— start —
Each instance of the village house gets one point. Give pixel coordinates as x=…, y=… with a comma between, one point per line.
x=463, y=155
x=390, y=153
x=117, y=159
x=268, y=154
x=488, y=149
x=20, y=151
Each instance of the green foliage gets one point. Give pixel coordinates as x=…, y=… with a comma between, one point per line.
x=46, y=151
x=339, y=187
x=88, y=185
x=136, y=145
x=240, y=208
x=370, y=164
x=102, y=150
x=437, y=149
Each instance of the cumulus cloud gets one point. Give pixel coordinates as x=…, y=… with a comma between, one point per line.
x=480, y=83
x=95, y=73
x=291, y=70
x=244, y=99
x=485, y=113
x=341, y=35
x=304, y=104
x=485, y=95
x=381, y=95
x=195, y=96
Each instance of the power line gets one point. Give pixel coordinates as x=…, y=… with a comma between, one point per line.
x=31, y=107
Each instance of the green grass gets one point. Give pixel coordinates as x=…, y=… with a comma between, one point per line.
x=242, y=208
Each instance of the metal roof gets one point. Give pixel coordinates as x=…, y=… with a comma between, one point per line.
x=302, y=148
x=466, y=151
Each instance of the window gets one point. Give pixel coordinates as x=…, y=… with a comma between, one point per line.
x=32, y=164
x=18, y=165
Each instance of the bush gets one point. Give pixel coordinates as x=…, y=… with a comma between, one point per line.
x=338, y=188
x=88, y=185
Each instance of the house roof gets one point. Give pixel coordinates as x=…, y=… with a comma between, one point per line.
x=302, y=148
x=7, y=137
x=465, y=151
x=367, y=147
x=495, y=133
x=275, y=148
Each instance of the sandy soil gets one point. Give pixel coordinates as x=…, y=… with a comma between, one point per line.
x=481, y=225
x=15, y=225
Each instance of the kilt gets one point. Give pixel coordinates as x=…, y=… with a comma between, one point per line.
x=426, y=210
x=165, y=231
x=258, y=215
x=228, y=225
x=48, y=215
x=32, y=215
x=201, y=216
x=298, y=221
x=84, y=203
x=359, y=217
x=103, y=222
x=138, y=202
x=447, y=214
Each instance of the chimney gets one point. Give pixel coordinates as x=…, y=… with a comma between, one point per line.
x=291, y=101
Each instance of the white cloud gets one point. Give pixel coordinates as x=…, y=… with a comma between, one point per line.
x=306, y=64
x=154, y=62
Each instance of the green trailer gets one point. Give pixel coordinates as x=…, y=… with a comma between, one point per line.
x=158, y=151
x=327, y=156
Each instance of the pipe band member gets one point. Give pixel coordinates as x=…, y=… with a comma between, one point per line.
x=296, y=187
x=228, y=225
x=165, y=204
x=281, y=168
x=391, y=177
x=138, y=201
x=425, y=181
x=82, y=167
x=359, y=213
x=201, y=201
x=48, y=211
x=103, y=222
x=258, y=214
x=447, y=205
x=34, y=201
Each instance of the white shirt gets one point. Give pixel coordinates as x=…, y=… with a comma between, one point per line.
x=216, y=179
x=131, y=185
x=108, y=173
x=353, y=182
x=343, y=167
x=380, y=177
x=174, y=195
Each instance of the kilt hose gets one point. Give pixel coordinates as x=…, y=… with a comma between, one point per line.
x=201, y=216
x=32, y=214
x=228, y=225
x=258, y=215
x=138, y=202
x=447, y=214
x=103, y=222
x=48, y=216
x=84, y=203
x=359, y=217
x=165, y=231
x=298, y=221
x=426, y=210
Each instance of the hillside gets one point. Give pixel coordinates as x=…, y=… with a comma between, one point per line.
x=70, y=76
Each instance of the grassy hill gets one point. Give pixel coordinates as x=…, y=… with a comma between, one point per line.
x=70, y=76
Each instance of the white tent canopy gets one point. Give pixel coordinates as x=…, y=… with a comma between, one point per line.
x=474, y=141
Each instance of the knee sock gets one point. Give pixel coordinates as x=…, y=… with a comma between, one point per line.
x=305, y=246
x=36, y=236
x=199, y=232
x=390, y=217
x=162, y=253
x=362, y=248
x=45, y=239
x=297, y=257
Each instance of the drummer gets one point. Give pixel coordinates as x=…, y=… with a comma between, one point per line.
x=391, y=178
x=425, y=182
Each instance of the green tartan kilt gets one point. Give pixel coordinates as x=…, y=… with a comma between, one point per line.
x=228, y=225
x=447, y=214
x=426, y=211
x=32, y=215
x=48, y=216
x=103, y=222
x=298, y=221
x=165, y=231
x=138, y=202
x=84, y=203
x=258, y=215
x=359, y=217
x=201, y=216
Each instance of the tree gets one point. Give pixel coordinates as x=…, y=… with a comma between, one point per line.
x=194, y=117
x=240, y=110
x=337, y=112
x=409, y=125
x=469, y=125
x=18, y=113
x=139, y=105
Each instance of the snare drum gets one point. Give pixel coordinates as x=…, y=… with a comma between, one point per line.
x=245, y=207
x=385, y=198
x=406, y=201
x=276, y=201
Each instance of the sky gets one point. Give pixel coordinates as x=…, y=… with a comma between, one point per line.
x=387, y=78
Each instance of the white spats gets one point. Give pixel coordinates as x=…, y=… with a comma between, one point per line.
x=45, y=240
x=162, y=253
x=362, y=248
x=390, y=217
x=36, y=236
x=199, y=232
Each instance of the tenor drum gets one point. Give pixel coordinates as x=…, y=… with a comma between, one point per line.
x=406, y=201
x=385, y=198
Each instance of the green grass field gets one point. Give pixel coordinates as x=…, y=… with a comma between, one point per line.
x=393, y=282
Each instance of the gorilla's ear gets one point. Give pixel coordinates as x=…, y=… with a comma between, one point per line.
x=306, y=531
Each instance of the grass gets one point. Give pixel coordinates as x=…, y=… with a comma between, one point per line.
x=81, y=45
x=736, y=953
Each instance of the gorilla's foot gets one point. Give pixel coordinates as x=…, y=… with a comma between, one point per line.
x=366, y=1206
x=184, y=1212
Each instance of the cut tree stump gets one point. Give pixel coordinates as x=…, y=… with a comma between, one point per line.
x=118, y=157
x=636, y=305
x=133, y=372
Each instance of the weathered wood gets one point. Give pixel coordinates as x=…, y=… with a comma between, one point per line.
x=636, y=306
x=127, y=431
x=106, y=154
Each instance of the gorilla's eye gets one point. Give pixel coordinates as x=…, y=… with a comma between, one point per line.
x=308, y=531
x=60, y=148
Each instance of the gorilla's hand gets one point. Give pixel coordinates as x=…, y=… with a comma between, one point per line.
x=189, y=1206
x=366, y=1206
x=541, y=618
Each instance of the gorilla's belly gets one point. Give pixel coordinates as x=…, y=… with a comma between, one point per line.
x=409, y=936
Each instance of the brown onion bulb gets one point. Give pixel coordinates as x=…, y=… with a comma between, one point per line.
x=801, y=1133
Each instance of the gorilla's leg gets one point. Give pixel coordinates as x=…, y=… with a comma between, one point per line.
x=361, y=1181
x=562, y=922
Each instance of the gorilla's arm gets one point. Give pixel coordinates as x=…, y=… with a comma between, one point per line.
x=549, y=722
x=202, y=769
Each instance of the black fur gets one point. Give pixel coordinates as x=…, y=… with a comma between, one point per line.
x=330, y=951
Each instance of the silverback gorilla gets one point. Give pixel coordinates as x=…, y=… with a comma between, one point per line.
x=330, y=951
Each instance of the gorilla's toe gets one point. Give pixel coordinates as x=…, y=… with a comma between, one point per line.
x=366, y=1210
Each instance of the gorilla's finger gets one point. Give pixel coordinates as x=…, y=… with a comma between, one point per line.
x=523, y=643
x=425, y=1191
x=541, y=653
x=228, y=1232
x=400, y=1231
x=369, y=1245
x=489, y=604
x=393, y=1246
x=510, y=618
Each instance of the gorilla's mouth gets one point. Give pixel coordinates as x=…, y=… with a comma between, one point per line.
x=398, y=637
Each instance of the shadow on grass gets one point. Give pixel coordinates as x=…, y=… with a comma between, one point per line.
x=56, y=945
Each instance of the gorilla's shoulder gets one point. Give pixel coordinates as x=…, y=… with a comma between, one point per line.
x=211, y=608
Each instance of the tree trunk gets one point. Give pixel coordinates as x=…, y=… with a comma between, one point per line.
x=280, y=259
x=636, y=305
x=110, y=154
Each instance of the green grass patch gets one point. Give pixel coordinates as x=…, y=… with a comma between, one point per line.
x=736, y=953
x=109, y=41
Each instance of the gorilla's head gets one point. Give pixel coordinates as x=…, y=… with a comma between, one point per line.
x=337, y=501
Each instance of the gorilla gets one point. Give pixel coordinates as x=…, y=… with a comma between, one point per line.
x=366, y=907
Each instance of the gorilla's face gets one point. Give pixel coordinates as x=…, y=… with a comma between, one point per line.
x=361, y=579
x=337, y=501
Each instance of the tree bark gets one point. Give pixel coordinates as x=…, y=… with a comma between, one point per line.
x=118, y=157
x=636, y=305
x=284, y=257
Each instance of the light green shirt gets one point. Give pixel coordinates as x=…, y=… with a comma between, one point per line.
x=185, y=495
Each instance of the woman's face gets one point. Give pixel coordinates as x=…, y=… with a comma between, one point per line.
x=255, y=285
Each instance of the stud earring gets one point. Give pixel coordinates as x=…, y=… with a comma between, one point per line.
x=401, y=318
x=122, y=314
— end —
=== GIVEN REQUEST ===
Copy the items starting at the line containing "Each instance of the white shirt" and ending at the line containing "x=174, y=195", changing "one point per line" to "one point per row" and leaving everything else the same.

=== TASK RESPONSE ===
Each instance of the white shirt gets one point. Give pixel coordinates as x=…, y=… with a comma between, one point per row.
x=216, y=179
x=131, y=185
x=108, y=173
x=353, y=182
x=343, y=167
x=380, y=177
x=174, y=195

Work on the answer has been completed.